TASKS TO CARRY OUT ::
1. In the open mike comment thread, what does ZeeBop say the government needs a tool to control?
2. Write the next part of the open mike comment thread, picking up after its final sentence.

Written By: - Date published: 6:00 am, October 4th, 2010 - 41 comments
Categories: open mike - Tags:

Open mike is your post.

It’s open for discussing topics of interest, making announcements, general discussion, whatever you choose.

Comment on whatever takes your fancy.

The usual good behaviour rules apply (see the link to Policy in the banner).

Step right up to the mike…

41 comments on “Open mike 04/10/2010 ”

  1. ZeeBop 1

    With GST clearly cropping the poorest the most, since they inevitable have
    to spend more of their income hand to mouth (and now pay for the tax cuts
    to the rich because National borrowed the money).

    And with the huge student debt on would be middle class citizens.

    I was wondering, for fairness and balance, if we progressively tax
    the working poor, and the middle classes, why we don’t also have
    a tax on the wealth holders, a capital gains tax?

    Since the primary purpose of taxation is to pay for government,
    why should some get off paying their dues, and since the
    argument goes that student will earn more so should pay for
    their own education, then doesn’t it follow that the capital
    rich who profit from a working government also pay more???

    Am I missing something? Share the pain of taxation.

    • Vicky32 1.1

      I have always thought that a capital gains tax would be a brilliant idea! I don’t know why it can’t be done (if in fact it can’t) – and it should be done, IMO!

  2. or a capital tax (rather than just capital gains). Gareth Morgan’s big kahuna proposal has my support.

    • The Chairman 2.1

      There are dangers putting in place a high Comprehensive Capital Tax.

      Low-income earners (such as the elderly that are merely asset rich) will not be able to sustain the fiscal burden that comes with owning assets. And it becomes another hurdle for those trying to attain them.

      Moreover, people who develop long-term illness or become permanently injured will no longer be able to pay a tax that continues to tax regardless of income earned.

      I would have thought you were more the Financial Transactions Tax and Guaranteed Basic Income kind of guy.

      • ZeeBop 2.1.1

        A capital gains tax is not the same as a tax on capital.

        Financial Transaction tax is a very good idea.

        Government needs a tool to control bubble markets, in housing and in finance.

        By providing a tool, taxation, the government gets to syphon money off
        and redistribute it to pay for some of the detremential effects of the bubble

        Without such tools, government is left to pay the full cost, either in spending
        or in lost taxes from economic activity due to people having lost their retirement
        savings, or their homes due to default.

        • Draco T Bastard

          Government needs a tool to control bubble markets, in housing and in finance.

          That’s easy – ban banks from printing money using the fractional reserve banking system (Otherwise known as a Ponzi Scheme).

EXTRACTED DATA ::
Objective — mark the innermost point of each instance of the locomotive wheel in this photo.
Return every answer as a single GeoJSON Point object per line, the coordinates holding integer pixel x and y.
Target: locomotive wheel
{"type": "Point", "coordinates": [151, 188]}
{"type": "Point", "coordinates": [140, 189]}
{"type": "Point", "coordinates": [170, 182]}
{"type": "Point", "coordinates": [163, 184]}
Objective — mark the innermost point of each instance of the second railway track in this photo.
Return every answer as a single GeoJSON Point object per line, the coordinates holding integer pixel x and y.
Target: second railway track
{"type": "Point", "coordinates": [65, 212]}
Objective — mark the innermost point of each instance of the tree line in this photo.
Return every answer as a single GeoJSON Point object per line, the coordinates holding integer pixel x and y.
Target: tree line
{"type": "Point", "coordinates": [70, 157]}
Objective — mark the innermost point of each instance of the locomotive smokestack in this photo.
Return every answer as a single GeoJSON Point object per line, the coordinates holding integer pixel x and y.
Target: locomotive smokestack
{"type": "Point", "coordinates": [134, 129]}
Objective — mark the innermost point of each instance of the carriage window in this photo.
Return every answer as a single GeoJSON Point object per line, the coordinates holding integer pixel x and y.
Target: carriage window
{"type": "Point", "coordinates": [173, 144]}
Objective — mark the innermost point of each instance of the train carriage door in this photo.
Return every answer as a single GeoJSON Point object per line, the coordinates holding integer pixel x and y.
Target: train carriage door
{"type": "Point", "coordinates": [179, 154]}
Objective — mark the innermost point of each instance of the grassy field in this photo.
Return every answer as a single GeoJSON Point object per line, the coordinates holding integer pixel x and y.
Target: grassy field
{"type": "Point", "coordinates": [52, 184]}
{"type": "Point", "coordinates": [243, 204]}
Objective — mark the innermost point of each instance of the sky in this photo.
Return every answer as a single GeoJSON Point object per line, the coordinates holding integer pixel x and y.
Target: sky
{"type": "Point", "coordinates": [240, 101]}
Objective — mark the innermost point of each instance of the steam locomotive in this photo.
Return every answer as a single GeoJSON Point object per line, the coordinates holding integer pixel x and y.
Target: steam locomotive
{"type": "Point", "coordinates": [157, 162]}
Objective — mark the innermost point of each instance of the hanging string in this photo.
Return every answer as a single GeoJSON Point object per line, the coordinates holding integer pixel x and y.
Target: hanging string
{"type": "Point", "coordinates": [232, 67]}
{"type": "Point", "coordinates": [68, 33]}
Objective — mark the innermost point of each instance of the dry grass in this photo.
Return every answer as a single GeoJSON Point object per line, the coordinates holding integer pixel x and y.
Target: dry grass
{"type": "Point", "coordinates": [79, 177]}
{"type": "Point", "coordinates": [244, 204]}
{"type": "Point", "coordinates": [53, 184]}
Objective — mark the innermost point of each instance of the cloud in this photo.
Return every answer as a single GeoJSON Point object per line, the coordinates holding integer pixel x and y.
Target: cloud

RESULTS BY TASK ::
1. Bubble markets in housing and in finance.

2.
          • KJT

            All of the above. Note a capital gains tax is a tax on income from capital. Including gains in monetary value less between buying and selling. It can also be made net of gains due to inflation. Not capital. Like any tax it can be charged only when the income is realised.

            • The Chairman

              To clarify, I was discussing a Comprehensive Capital Tax (Gareth Morgan’s Big Kahuna).

              Nevertheless, when it comes to a capital gains tax on property I’m not that opposed. However, a capital gains tax can also be attained from taxing the perceived annual increase, which is merely an on paper gain as opposed to an actual fiscal gain. This, I’m not comfortable with.

              Gareth Morgan’s Big Kahuna is a Comprehensive Capital Tax on assets owned regardless of income earned – i.e. such as an annual land tax based on the value of property (not to be confused with a capital gains tax).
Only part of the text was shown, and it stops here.